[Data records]

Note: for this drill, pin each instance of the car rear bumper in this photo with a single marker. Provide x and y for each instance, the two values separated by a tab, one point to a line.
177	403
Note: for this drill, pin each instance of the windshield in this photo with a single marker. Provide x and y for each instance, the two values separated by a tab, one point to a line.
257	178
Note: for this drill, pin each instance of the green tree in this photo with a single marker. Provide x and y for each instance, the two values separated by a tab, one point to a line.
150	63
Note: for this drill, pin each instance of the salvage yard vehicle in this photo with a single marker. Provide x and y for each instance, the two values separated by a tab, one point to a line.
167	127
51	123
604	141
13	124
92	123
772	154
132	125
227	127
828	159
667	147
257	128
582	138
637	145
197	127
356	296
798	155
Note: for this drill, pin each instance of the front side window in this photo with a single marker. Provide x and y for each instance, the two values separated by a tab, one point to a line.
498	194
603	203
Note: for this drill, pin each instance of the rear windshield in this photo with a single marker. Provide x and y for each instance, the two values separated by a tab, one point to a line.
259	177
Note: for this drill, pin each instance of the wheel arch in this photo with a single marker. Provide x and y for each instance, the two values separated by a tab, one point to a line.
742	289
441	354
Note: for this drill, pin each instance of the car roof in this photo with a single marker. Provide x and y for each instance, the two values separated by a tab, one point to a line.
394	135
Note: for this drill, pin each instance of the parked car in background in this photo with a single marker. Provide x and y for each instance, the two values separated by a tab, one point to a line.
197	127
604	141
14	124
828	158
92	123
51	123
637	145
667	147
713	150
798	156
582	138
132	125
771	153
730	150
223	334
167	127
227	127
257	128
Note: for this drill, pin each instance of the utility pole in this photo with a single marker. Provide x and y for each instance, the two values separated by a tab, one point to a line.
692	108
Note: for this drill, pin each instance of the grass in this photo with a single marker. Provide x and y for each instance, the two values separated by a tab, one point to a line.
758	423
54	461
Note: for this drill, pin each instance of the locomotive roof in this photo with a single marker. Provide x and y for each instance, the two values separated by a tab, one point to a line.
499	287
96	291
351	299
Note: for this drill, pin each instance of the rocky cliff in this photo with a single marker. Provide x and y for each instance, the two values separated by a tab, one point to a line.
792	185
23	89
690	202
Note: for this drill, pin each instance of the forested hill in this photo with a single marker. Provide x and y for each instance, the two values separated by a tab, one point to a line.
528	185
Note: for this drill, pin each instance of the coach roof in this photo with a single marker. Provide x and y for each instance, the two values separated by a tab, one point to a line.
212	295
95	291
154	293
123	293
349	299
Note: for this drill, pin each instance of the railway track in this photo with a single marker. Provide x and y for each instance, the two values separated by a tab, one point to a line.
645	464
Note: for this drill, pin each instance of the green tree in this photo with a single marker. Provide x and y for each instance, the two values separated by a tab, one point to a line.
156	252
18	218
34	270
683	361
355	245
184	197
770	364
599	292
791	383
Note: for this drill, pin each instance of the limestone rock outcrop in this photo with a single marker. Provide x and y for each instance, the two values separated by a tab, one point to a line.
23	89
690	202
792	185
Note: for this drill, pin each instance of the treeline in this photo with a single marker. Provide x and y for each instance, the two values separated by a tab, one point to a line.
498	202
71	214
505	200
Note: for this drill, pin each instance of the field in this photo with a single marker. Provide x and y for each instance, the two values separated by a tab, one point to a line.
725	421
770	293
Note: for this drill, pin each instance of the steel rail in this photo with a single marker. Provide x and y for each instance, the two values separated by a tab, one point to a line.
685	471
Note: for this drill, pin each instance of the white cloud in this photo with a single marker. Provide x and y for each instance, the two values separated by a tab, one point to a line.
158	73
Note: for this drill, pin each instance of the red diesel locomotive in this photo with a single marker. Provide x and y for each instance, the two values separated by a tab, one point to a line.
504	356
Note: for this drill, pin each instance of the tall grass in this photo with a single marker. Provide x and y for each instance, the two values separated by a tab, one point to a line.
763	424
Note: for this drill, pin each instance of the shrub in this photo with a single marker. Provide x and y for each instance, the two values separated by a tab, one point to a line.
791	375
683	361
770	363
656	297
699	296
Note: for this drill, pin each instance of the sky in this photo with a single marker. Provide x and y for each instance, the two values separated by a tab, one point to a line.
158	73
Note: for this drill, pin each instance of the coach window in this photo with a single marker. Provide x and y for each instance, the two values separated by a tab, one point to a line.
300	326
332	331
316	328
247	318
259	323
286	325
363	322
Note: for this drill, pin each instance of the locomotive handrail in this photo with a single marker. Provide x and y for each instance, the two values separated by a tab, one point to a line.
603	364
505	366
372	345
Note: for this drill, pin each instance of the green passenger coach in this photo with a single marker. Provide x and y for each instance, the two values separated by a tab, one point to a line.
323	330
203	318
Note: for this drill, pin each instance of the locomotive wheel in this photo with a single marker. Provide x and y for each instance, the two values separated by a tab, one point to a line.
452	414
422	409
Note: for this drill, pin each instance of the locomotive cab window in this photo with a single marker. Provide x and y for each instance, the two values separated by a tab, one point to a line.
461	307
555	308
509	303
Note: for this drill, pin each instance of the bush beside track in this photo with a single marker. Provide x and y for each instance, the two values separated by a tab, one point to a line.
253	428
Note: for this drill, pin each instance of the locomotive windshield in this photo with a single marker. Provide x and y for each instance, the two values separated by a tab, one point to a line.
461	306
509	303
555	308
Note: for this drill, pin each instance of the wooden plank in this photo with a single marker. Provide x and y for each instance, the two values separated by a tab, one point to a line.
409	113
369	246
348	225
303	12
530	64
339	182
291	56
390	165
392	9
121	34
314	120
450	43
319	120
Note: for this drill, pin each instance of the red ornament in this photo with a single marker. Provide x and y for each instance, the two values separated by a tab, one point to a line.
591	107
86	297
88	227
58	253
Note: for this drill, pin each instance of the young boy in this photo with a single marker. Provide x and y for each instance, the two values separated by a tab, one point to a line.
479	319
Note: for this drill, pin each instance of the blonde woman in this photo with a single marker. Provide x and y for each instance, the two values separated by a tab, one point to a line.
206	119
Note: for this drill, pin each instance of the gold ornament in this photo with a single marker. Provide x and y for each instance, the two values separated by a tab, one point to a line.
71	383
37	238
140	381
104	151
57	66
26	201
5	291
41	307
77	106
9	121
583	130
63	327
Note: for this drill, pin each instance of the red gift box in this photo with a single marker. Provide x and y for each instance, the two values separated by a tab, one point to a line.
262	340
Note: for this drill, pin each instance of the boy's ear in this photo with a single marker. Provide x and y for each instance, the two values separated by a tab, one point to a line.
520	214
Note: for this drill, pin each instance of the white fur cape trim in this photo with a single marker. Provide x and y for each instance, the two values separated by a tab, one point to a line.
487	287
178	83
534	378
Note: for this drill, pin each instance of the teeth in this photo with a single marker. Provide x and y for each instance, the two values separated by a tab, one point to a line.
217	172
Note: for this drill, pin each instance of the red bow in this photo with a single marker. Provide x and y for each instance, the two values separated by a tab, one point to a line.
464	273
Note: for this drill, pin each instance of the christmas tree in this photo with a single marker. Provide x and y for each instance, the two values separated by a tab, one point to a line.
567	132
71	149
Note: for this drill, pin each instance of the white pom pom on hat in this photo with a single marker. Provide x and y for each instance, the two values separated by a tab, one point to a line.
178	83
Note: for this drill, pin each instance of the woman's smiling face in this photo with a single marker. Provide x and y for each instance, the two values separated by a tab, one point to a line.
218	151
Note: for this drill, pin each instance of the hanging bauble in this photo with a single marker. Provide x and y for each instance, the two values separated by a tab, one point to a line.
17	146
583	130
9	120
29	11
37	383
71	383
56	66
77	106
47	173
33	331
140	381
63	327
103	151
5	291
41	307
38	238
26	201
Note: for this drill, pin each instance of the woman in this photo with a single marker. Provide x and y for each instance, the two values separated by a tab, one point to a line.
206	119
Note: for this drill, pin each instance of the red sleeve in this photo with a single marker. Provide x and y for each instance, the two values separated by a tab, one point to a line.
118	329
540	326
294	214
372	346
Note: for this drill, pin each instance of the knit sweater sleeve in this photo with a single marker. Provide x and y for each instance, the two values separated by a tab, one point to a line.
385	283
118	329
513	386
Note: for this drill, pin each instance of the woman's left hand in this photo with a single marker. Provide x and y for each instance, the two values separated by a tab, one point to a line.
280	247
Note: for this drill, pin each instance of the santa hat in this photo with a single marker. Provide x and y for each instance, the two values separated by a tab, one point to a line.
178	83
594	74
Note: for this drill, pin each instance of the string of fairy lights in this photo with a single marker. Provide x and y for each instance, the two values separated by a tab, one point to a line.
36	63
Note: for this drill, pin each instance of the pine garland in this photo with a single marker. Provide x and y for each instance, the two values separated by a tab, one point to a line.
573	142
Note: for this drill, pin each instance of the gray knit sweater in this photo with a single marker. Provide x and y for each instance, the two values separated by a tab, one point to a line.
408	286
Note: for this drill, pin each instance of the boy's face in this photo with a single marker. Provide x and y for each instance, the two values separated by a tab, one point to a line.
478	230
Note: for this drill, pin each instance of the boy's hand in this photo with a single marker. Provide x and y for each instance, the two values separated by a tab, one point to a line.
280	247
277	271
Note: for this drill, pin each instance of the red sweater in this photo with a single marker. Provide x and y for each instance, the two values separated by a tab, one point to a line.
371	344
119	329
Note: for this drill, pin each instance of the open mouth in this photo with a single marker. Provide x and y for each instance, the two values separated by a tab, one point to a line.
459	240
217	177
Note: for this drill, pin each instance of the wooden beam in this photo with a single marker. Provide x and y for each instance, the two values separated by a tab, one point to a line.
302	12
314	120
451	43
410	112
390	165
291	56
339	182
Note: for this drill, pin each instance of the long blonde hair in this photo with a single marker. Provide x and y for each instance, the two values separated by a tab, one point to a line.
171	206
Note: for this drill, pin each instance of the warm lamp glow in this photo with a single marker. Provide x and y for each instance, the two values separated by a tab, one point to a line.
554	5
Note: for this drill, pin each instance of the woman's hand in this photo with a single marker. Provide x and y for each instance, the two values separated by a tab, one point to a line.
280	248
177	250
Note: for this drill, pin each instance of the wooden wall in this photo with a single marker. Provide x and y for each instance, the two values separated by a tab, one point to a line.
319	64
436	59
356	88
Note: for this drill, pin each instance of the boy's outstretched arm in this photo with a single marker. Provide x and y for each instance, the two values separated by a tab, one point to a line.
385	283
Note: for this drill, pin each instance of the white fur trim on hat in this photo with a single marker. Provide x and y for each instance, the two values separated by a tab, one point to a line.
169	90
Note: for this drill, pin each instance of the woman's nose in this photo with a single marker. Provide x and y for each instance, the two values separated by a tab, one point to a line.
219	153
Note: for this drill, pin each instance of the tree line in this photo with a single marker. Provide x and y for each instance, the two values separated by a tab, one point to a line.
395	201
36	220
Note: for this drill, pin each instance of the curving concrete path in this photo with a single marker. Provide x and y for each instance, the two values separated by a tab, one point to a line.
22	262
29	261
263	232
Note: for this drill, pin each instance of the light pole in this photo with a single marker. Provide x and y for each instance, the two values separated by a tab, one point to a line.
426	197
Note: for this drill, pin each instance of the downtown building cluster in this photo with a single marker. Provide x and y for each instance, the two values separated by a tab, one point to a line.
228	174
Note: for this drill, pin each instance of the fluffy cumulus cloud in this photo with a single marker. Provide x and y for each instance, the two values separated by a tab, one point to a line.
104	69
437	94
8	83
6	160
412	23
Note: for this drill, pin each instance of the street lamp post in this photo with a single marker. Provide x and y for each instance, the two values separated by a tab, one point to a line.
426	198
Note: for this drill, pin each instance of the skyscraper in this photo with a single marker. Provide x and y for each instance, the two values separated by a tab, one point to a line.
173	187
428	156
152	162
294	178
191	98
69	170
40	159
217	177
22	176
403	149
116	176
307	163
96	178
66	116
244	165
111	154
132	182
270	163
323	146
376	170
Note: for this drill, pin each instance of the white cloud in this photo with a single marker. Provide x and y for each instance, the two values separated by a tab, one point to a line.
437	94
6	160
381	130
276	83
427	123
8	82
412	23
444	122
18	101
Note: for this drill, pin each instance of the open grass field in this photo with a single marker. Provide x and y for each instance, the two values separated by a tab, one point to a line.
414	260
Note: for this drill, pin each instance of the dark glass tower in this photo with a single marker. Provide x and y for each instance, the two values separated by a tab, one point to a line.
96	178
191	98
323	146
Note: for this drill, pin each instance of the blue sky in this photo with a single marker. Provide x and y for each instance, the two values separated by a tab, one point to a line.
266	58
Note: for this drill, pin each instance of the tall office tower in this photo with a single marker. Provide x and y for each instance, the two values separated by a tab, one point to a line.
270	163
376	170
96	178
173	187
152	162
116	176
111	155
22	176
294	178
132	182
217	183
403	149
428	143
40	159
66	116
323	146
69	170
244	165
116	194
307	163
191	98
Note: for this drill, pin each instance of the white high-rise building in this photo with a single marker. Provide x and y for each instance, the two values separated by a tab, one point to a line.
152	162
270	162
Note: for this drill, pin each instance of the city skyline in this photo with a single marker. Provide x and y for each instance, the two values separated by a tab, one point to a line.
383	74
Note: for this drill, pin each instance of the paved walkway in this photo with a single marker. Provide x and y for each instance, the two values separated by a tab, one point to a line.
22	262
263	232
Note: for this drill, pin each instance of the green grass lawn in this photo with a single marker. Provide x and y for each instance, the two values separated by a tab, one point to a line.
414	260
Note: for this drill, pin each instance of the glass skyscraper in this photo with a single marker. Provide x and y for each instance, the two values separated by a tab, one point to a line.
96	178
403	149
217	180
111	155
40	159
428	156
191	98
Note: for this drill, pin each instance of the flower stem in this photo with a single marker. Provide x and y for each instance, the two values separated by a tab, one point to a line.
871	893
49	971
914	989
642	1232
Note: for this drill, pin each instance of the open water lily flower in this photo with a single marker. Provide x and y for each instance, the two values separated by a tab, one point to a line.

Prompt: What do the lines from the one with "Note: for this drill, pin each instance of the green grass" through the last line of the entries say? Print them word for word, both ends included, and nothing else.

Response to the task:
Note: for this drill, pin each instance of the green grass lawn in this photo with a single marker. Provide x and y for each instance, the two values separated by a tab, one point to a line.
414	260
Note: for this drill, pin each instance of the glass skyscraper in this photo with a single marker. Provide x and y for each instance, the two values separated by a tab, one point to a line.
96	178
403	149
217	180
111	155
40	159
428	156
191	98
Note: for this drill, pin each instance of the flower stem in this photo with a single marker. Provide x and y for each instance, the two values separated by a tab, one point to a line.
871	893
49	971
914	989
642	1232
Note: for this drill, pin each instance of the open water lily flower in this photo with a single marker. Provide x and y for each instance, the two values separated by a tab, one point to a line.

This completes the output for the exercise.